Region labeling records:
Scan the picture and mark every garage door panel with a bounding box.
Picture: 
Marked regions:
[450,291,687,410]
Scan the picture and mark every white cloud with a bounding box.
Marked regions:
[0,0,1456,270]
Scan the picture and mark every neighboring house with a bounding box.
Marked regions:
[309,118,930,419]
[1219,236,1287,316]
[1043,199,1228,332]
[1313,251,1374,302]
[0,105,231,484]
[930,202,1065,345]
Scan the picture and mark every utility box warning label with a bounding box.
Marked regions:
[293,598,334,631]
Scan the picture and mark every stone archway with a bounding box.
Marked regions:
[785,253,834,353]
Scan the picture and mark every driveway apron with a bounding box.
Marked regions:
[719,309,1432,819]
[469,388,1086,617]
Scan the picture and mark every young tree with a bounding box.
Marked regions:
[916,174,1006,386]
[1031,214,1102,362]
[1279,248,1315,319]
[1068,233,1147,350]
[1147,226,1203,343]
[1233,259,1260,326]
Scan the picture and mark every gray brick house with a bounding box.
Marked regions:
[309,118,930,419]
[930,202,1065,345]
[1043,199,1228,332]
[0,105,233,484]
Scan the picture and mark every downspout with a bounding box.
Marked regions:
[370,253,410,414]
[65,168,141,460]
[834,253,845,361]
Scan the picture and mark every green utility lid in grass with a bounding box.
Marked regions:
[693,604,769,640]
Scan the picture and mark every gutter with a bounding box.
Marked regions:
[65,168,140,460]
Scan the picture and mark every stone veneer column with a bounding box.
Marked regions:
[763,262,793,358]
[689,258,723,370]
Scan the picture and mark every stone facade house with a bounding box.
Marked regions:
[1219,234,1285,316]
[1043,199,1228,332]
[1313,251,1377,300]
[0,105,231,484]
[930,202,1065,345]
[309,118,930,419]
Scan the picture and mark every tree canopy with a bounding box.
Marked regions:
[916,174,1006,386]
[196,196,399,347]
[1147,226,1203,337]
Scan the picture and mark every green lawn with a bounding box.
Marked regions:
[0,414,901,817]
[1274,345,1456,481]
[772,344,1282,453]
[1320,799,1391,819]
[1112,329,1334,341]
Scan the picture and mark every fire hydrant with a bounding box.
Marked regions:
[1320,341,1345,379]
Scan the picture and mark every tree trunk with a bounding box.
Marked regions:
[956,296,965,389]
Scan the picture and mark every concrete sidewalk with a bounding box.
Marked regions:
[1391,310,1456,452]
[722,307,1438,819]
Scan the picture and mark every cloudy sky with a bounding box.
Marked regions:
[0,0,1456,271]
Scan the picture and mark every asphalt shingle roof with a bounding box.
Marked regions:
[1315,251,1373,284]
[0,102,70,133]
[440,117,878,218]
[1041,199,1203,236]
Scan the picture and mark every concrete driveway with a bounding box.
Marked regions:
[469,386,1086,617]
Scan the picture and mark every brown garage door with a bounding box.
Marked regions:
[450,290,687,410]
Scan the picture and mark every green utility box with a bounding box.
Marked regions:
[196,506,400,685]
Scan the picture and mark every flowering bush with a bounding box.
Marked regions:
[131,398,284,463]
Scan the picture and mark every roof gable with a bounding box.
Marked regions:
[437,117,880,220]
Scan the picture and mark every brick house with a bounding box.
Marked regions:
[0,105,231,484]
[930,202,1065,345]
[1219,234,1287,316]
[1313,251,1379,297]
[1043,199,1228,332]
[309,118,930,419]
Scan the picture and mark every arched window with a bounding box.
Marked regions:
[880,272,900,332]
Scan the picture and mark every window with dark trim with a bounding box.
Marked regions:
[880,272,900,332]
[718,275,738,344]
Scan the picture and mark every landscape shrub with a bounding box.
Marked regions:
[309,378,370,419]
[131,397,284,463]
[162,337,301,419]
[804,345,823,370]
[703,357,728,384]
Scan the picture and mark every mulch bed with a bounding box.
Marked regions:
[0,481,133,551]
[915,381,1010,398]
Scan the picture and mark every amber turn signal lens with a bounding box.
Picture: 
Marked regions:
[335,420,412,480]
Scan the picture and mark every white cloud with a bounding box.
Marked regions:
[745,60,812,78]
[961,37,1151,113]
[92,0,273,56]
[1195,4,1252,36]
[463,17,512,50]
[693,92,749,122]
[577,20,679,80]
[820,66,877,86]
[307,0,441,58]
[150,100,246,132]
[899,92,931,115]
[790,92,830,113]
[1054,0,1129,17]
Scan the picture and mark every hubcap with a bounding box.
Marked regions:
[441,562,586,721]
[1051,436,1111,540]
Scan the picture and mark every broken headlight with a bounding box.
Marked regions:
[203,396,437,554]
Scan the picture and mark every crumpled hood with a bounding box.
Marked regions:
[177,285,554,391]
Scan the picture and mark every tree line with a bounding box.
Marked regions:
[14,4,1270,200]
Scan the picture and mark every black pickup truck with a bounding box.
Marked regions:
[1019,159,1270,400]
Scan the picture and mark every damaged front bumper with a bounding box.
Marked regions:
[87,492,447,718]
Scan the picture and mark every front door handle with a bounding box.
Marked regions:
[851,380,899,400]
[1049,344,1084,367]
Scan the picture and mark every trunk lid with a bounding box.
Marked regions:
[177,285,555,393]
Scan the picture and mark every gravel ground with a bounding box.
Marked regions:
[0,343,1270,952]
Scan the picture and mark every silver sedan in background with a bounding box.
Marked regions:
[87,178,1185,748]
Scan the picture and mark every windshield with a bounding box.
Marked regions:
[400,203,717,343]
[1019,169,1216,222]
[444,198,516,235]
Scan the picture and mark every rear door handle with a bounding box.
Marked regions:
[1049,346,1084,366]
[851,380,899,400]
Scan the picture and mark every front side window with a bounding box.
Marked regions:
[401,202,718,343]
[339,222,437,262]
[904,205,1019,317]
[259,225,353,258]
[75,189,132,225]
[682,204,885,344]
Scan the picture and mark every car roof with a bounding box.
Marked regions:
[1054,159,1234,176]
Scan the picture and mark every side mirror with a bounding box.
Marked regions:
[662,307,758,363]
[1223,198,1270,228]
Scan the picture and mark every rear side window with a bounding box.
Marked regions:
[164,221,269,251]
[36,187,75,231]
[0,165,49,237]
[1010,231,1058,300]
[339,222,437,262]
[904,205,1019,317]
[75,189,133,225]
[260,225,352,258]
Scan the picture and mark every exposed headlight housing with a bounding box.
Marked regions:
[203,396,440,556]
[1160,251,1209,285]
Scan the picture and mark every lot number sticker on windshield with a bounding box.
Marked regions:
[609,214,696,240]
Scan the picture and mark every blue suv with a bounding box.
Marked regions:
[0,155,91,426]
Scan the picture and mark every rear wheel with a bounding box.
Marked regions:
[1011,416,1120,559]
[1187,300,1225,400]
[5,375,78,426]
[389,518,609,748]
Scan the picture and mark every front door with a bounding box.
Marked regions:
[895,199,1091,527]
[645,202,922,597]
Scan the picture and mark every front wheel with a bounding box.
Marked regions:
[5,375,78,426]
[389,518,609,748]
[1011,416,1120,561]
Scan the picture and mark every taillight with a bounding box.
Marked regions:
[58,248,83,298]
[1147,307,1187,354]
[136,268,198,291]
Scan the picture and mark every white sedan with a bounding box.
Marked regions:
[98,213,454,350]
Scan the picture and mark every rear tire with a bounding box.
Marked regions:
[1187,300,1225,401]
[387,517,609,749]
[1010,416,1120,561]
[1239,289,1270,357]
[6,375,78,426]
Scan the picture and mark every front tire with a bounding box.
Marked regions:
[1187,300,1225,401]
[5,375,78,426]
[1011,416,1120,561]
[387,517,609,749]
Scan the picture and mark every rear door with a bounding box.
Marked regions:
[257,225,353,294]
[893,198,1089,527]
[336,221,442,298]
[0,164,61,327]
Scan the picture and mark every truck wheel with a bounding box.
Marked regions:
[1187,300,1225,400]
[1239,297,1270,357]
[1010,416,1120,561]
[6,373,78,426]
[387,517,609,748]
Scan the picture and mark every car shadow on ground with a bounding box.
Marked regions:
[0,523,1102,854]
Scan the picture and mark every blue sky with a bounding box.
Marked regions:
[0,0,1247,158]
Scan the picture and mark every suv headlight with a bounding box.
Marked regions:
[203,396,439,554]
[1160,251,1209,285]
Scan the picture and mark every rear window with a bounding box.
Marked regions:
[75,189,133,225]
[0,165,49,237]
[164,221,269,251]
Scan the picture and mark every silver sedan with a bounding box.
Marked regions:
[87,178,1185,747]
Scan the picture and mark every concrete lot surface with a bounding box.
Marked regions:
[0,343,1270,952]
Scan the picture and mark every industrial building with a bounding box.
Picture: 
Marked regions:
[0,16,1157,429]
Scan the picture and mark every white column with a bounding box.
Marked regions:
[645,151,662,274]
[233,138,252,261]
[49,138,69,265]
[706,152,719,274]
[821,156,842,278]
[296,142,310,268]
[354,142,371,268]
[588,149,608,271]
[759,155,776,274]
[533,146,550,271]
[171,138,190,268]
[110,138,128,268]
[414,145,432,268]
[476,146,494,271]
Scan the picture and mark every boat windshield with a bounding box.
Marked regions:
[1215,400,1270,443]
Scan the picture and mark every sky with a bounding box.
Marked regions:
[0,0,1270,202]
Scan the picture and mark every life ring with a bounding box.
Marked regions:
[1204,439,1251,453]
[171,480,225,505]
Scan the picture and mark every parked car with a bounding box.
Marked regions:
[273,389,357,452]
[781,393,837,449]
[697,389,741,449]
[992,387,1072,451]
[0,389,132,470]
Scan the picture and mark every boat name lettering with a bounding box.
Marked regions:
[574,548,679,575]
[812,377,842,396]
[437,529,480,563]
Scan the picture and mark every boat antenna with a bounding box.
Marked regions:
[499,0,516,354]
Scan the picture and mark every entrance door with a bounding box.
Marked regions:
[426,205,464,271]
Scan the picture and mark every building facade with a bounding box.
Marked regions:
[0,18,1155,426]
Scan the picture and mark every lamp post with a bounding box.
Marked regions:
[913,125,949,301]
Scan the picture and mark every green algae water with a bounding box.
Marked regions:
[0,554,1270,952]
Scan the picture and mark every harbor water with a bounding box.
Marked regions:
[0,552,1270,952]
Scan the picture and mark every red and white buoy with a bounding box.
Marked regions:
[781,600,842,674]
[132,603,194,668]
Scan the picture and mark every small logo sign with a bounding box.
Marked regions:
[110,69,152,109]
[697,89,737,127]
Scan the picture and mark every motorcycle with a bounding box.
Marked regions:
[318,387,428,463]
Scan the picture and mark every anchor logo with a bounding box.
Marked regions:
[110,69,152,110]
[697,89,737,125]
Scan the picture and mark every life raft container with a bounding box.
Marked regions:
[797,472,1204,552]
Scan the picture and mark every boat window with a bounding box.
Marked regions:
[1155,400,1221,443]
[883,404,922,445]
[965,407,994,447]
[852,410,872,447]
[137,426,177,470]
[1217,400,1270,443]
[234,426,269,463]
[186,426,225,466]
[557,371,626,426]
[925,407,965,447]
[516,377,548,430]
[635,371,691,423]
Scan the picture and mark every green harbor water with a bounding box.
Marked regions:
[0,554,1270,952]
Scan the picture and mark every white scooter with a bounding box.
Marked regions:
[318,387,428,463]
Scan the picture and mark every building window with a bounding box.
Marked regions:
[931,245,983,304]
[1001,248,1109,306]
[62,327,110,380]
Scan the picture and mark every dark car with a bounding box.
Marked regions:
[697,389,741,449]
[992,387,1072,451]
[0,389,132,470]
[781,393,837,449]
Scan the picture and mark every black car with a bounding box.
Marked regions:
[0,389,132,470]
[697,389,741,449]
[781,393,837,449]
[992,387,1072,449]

■ **EXERCISE BRIEF**: Copy out the lines of the listing above between the line holding "Scan the picture and mark every rear wheel" and the line holding "[645,202,922,597]", inclusive, keeping each one unchanged.

■ **TASK RESULT**:
Scan the picture and mark every rear wheel with a bounding box.
Marked regions:
[1011,416,1120,559]
[1187,300,1225,400]
[5,375,78,426]
[389,518,609,748]
Scan the picture and mark every front door with a bounding box.
Marked regions:
[895,199,1091,527]
[645,202,922,597]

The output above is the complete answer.